■ TEXT SECTION
Insights in the daily life and experience of a female leader in an Arab country
Anne Gronbjerg talks about beeing outside of the comfort zone, about learning and beeing a role model to other talented women – she describes these as unforgetable experiences. We are happy to share these valuable reflections.
Dear Anne Gronbjerg, you are in the position of Managing Director in Jordan, Kuwait, Iraq and Iran at Maersk Line. What exactly is your task?
I drive the top line performance of our two brands, Maersk Line and Safmarine, in the first 3 countries. As for Iran, my tasks are mainly market analysis related. So, I meet with customers and lead our 60+ colleagues on the ground, making sure that the daily execution is in line with our global strategy and that we serve our customers best possible.
What are the main characteristics of a typical workday in Jordan?
First and foremost, the value of human relations takes centre stage – things always work better when we talk things over face to face, rather than via email. This applies both with colleagues, customers and other stakeholders, and it’s something I have had to change my own style of working to accomodate. Other than that, I invest a good amount of time in talent development and of course in ensuring continuous progress on all our various performance measurements – both related to revenues and costs.

■ TASKS TO CARRY OUT
- a) According to the interview, how many colleagues on the ground does Anne Gronbjerg lead?
- b) List the countries where the interview says Anne Gronbjerg serves as Managing Director at Maersk Line.
- c) Write out the interview between "I drive the" and "customers best possible.", inclusive.

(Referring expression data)
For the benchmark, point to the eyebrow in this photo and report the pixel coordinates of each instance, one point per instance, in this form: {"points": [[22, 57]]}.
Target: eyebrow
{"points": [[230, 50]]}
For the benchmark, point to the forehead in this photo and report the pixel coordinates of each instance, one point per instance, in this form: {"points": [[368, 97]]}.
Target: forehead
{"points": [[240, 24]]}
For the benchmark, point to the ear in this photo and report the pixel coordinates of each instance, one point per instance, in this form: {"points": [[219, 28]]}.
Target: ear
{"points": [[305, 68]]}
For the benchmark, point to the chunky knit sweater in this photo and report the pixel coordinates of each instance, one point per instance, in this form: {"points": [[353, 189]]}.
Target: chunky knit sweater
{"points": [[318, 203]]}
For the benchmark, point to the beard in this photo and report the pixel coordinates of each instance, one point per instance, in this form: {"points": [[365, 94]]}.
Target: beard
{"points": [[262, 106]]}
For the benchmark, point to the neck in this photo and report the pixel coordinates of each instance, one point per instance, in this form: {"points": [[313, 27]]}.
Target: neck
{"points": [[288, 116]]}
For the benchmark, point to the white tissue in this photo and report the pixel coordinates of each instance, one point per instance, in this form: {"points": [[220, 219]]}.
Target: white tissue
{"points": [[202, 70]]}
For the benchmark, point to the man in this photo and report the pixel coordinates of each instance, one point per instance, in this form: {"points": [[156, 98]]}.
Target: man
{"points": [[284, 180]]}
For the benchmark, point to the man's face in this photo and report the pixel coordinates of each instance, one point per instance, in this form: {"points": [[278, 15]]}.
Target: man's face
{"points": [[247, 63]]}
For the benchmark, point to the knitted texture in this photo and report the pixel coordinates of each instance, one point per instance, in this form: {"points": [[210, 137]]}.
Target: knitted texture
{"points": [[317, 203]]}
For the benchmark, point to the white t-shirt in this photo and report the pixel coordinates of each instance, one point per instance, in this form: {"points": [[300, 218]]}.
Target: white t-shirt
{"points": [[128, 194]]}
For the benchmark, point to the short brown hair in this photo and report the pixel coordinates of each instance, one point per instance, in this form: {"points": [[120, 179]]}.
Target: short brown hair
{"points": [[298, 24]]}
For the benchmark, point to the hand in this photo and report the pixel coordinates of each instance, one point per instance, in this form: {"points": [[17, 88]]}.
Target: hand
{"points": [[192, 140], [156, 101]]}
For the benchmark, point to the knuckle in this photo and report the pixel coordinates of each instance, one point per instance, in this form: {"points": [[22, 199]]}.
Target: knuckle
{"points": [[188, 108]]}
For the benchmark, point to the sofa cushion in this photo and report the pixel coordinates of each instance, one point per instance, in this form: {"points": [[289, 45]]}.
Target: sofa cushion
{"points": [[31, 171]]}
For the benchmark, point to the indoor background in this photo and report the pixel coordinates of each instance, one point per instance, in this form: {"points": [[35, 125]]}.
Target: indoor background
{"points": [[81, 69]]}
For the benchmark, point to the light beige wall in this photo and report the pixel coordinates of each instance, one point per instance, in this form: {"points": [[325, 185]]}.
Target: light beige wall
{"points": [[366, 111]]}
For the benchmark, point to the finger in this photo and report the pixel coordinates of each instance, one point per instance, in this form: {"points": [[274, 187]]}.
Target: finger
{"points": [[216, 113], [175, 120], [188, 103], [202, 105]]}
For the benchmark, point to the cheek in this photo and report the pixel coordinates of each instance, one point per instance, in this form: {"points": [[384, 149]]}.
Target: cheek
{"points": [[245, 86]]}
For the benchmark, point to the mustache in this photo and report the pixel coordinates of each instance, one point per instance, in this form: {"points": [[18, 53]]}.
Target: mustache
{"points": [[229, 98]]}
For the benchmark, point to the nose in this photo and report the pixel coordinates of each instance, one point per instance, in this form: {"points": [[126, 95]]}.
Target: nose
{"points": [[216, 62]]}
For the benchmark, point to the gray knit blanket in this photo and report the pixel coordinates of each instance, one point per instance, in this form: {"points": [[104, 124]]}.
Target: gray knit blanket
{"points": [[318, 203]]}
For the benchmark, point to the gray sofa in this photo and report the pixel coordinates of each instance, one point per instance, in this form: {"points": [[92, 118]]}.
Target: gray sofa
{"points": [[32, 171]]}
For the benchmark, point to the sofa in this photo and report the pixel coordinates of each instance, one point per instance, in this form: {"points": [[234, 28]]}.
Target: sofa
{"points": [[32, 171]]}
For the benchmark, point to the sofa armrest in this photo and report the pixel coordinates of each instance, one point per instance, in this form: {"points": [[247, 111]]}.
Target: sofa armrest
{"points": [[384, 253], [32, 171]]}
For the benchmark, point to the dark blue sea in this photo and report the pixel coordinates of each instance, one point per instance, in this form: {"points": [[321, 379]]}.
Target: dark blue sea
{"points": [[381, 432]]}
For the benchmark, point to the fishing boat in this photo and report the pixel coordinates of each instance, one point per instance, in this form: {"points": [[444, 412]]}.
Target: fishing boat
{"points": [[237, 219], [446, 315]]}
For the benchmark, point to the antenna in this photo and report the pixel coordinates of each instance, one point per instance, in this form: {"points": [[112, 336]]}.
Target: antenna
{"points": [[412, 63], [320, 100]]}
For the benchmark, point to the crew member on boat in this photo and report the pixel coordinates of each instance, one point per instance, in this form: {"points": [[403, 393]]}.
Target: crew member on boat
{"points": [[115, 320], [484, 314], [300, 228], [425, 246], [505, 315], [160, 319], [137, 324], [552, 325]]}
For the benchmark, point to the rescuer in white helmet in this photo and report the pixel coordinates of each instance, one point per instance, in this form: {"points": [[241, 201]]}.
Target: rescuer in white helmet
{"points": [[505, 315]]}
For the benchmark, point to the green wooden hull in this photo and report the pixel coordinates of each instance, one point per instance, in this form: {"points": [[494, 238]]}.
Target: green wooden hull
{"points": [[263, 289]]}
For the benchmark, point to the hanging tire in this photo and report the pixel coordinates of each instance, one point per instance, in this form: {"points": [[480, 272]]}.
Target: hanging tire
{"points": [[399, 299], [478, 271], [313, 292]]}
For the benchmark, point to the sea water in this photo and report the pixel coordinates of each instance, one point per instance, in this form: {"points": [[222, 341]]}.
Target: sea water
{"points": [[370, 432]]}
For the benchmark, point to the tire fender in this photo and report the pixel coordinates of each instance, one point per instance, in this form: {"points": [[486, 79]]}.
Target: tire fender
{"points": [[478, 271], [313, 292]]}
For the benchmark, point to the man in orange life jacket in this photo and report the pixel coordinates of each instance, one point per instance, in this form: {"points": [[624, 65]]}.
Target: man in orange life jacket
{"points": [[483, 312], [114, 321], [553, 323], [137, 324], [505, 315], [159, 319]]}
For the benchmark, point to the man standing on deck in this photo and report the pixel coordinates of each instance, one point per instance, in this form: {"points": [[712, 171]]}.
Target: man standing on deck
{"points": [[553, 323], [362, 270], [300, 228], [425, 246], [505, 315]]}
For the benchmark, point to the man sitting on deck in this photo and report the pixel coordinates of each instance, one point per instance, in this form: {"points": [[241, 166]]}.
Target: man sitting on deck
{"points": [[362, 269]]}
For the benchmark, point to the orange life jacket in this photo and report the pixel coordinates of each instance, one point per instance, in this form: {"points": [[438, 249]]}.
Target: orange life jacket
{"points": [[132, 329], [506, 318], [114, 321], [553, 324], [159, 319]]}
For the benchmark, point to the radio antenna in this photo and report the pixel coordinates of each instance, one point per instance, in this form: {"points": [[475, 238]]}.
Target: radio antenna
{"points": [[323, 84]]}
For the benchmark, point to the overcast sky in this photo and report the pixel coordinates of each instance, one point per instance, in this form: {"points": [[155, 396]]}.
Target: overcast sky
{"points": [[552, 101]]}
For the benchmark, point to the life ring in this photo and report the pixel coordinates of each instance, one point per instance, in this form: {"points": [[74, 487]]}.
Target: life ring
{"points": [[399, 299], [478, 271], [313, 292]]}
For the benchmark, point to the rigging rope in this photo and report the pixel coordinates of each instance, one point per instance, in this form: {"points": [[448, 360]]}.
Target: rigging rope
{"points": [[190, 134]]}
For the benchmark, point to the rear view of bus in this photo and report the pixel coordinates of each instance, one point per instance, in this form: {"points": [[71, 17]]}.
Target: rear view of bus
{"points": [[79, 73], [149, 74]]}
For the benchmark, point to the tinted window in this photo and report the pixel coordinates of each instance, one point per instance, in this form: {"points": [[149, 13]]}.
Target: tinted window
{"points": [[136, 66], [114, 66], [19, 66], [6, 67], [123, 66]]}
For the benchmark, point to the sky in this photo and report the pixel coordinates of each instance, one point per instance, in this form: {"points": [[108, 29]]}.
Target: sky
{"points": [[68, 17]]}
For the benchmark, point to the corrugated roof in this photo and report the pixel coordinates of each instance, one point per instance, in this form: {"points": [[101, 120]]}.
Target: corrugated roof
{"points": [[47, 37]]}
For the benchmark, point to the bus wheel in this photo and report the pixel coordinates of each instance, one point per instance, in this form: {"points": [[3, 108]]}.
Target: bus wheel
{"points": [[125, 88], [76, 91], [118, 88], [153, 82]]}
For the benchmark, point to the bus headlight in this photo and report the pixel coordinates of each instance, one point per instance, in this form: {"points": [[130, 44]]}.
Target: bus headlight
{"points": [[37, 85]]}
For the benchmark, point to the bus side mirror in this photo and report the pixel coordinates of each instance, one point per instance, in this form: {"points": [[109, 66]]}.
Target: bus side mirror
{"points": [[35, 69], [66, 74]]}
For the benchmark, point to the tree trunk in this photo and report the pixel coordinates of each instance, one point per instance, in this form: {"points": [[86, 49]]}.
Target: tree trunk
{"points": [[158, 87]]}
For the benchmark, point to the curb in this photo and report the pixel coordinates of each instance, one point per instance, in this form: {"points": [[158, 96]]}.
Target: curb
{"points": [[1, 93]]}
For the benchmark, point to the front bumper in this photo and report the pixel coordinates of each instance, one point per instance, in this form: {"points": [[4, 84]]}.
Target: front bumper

■ RESPONSES TO THE TASKS
- a) More than 60 (60+).

- b) Jordan, Kuwait, Iraq, Iran

- c)
I drive the top line performance of our two brands, Maersk Line and Safmarine, in the first 3 countries. As for Iran, my tasks are mainly market analysis related. So, I meet with customers and lead our 60+ colleagues on the ground, making sure that the daily execution is in line with our global strategy and that we serve our customers best possible.